What this task involves
Reproduce every line of the material below with no changes.

Raw records
------------------------------

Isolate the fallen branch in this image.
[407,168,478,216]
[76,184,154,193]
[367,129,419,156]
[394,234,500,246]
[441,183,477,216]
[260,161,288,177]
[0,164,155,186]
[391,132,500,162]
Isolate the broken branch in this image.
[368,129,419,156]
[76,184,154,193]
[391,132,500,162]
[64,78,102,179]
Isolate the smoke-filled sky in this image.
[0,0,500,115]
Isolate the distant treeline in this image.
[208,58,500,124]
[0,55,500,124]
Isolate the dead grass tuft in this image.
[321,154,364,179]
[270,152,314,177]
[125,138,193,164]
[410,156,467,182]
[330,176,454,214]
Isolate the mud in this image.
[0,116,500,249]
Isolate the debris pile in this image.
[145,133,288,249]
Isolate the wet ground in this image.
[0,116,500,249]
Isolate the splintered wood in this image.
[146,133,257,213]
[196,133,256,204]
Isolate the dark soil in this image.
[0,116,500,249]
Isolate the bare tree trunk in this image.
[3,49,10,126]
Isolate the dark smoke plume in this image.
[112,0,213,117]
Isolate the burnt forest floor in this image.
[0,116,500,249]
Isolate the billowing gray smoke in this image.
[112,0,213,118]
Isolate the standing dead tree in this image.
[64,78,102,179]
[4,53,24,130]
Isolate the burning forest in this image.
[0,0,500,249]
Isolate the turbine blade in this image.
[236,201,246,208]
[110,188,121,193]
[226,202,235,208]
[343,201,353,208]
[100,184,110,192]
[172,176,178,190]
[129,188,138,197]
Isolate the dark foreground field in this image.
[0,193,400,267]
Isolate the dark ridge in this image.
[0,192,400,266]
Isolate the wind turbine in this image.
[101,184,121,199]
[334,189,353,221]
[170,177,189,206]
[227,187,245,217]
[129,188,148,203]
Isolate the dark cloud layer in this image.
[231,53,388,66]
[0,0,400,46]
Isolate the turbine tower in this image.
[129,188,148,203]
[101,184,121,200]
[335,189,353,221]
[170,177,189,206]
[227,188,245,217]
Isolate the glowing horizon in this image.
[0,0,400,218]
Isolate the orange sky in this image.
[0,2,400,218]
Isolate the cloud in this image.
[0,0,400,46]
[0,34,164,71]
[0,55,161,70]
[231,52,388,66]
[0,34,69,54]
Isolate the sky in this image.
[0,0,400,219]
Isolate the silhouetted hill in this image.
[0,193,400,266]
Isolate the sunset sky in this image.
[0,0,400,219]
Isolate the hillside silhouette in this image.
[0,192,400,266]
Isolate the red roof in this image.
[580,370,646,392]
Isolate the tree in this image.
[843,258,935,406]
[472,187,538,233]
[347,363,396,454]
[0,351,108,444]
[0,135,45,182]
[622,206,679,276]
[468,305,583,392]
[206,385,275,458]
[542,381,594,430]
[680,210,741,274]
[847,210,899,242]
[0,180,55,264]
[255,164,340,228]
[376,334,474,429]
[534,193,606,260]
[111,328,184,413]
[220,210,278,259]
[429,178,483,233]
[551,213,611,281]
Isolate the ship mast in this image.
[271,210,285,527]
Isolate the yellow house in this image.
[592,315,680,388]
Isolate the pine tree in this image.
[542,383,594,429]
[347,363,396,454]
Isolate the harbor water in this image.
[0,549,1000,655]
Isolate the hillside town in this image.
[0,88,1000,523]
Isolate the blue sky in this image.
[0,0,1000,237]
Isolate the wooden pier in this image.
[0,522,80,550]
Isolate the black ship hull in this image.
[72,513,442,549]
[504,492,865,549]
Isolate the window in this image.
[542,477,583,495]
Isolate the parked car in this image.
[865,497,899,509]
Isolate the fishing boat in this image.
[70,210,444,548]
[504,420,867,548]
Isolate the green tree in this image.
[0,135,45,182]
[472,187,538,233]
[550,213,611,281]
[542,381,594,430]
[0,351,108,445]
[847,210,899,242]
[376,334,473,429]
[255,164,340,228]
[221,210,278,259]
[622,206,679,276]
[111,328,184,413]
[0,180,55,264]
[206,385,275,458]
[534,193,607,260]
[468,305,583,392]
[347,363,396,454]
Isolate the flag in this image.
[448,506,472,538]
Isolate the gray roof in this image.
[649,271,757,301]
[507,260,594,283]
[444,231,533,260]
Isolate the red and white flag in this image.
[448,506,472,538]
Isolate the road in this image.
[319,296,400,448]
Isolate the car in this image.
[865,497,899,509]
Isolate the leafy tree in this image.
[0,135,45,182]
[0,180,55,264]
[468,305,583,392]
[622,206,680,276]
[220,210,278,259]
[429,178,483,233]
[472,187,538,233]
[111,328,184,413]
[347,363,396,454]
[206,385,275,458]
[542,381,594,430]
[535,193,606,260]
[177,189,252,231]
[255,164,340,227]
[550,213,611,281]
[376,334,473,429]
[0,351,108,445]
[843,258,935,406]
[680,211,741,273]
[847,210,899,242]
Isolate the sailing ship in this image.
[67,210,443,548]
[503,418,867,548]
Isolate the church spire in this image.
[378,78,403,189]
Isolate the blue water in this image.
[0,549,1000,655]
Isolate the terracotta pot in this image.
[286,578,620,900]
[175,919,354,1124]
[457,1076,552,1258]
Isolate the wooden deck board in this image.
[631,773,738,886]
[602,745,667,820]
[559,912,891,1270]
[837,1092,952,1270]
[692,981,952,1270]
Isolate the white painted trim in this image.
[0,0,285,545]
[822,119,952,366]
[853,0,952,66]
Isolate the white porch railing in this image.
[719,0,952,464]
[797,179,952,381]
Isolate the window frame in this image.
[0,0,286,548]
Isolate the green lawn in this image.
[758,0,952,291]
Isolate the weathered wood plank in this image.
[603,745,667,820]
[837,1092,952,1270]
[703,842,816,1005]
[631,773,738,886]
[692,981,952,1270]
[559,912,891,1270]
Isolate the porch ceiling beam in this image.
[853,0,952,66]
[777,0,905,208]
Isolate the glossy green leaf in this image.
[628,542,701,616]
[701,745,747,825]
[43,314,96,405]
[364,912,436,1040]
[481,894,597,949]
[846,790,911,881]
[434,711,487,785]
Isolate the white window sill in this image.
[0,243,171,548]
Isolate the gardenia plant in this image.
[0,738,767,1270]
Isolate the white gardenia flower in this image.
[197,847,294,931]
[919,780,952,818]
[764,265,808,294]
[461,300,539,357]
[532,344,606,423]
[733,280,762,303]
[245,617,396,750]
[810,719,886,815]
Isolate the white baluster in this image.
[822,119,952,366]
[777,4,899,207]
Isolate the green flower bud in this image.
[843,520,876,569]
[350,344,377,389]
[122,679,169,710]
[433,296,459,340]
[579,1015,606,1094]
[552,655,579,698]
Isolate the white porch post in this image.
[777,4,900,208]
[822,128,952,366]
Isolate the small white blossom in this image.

------------------------------

Complete output
Isolate the fallen branch in this image.
[407,168,478,216]
[76,184,154,193]
[367,129,419,156]
[394,234,500,246]
[441,183,477,216]
[260,161,288,177]
[0,164,155,186]
[391,132,500,162]
Isolate the broken branch in this image.
[368,129,419,156]
[76,184,154,193]
[391,132,500,162]
[64,78,102,179]
Isolate the smoke-filled sky in this image.
[0,0,500,115]
Isolate the distant treeline in this image.
[208,58,500,124]
[0,55,500,124]
Isolate the dead grass tuft in this image.
[321,154,364,179]
[270,152,314,177]
[125,138,193,164]
[410,156,467,182]
[330,176,454,214]
Isolate the mud in this image.
[0,116,500,249]
Isolate the debris pile in this image.
[145,133,288,249]
Isolate the wet ground in this image.
[0,116,500,249]
Isolate the splintered wood in this image.
[146,133,257,213]
[196,133,256,204]
Isolate the dark soil in this image.
[0,116,500,249]
Isolate the bare tree trunk in this image.
[3,49,10,126]
Isolate the dark smoke plume in this image.
[112,0,213,117]
Isolate the burnt forest floor in this image.
[0,116,500,249]
Isolate the billowing gray smoke in this image.
[112,0,213,118]
Isolate the standing dead tree in this image.
[64,78,102,179]
[4,53,24,130]
Isolate the burning forest in this image.
[0,0,500,249]
Isolate the turbine blade in this image.
[236,201,246,208]
[110,188,121,193]
[226,202,235,208]
[343,201,353,208]
[100,184,110,192]
[172,176,178,190]
[129,188,138,197]
Isolate the dark foreground field in this image.
[0,193,400,267]
Isolate the dark ridge in this image.
[0,192,400,266]
Isolate the wind turbine in this image.
[101,184,121,199]
[334,189,353,221]
[170,177,189,206]
[227,187,245,217]
[129,188,148,203]
Isolate the dark cloud layer in this image.
[231,53,388,66]
[0,0,400,46]
Isolate the turbine tower in this image.
[129,188,148,203]
[101,184,121,200]
[335,189,353,221]
[170,177,189,206]
[227,188,245,217]
Isolate the glowing horizon in this image.
[0,0,400,218]
Isolate the orange sky in this image.
[0,2,400,218]
Isolate the cloud in this image.
[0,0,400,46]
[0,34,164,71]
[0,55,161,70]
[231,52,388,66]
[0,34,69,54]
Isolate the sky in this image.
[0,0,400,219]
Isolate the silhouetted hill in this image.
[0,193,400,266]
Isolate the sunset sky in this image.
[0,0,400,219]
Isolate the hillside silhouette in this image.
[0,192,400,266]
Isolate the red roof in this image.
[580,370,646,392]
Isolate the tree in this image.
[843,258,935,406]
[472,187,538,233]
[347,363,396,454]
[0,351,108,444]
[0,135,45,182]
[622,206,679,276]
[468,305,583,392]
[206,385,275,458]
[542,381,594,430]
[680,210,741,274]
[847,210,899,242]
[0,180,55,264]
[255,164,340,228]
[376,334,474,429]
[534,193,606,260]
[111,328,184,413]
[220,210,278,259]
[429,178,483,233]
[551,213,611,281]
Isolate the ship mast in this image.
[271,210,285,527]
Isolate the yellow house in this image.
[592,315,680,388]
Isolate the pine tree in this image.
[542,383,594,429]
[347,363,396,454]
Isolate the harbor water in this image.
[0,549,1000,655]
Isolate the hillside town in this image.
[0,88,1000,523]
Isolate the blue sky in this image.
[0,0,1000,237]
Isolate the wooden pier in this image.
[0,522,80,550]
Isolate the black ship hull in this image.
[72,513,442,549]
[504,492,865,549]
Isolate the window in this image.
[542,477,583,495]
Isolate the parked car in this image.
[865,497,899,509]
Isolate the fishing boat in this image.
[70,210,444,548]
[504,420,867,548]
Isolate the green tree in this image.
[0,135,45,182]
[472,187,538,233]
[550,213,611,281]
[542,381,594,430]
[0,351,108,445]
[847,210,899,242]
[376,334,473,429]
[255,164,340,228]
[221,210,278,259]
[622,206,679,276]
[111,328,184,413]
[0,180,55,264]
[206,385,275,458]
[534,193,607,260]
[468,305,583,392]
[347,363,396,454]
Isolate the flag in this image.
[448,506,472,538]
Isolate the gray roof in this image.
[649,271,757,301]
[507,260,594,283]
[444,231,533,260]
Isolate the red and white flag in this image.
[448,506,472,538]
Isolate the road in this image.
[319,296,400,448]
Isolate the car in this image.
[865,497,899,509]
Isolate the leafy tree in this image.
[0,135,45,182]
[0,180,55,264]
[468,305,583,392]
[622,206,680,276]
[220,210,278,259]
[429,178,483,233]
[472,187,538,233]
[111,328,184,413]
[347,363,396,454]
[206,385,275,458]
[542,381,594,430]
[535,193,606,260]
[177,189,252,231]
[255,164,340,227]
[550,213,611,281]
[376,334,473,429]
[0,351,108,445]
[843,258,935,406]
[680,211,741,273]
[847,210,899,242]
Isolate the sailing ship in this image.
[67,210,443,548]
[503,418,867,548]
Isolate the church spire in this image.
[378,78,403,189]
Isolate the blue water in this image.
[0,549,1000,655]
Isolate the terracotta pot in this image.
[286,578,620,900]
[175,919,354,1124]
[457,1076,552,1258]
Isolate the wooden deck board in this image.
[631,773,738,886]
[602,745,667,820]
[559,912,891,1270]
[837,1092,952,1270]
[692,981,952,1270]
Isolate the white painted trim in this image.
[0,0,285,545]
[822,119,952,366]
[853,0,952,66]
Isolate the white porch railing in this image.
[719,0,952,464]
[797,179,952,381]
Isolate the window frame in this image.
[0,0,286,548]
Isolate the green lawn in this image.
[758,0,952,291]
Isolate the weathered wood plank in this image.
[603,745,667,820]
[837,1092,952,1270]
[703,842,816,1005]
[631,773,738,886]
[692,981,952,1270]
[559,912,891,1270]
Isolate the porch ceiling beam in this image.
[853,0,952,66]
[777,0,905,208]
Isolate the glossy green leaf in this image.
[628,542,701,616]
[701,745,747,825]
[43,314,96,405]
[364,912,436,1040]
[481,894,597,949]
[846,790,911,881]
[434,711,487,785]
Isolate the white window sill in this image.
[0,243,171,548]
Isolate the gardenia plant in this image.
[0,738,767,1270]
Isolate the white gardenia flower in this image.
[197,847,294,931]
[919,780,952,818]
[764,265,808,294]
[461,300,539,357]
[532,344,606,423]
[733,280,762,303]
[245,617,396,750]
[810,719,886,815]
Isolate the white baluster in this image.
[822,119,952,366]
[777,4,899,207]
Isolate the green flower bud in this image.
[843,520,876,569]
[350,344,377,389]
[122,679,169,710]
[433,296,459,340]
[579,1015,606,1094]
[552,655,579,698]
Isolate the white porch post in this image.
[777,4,900,208]
[822,128,952,366]
Isolate the small white blossom in this image.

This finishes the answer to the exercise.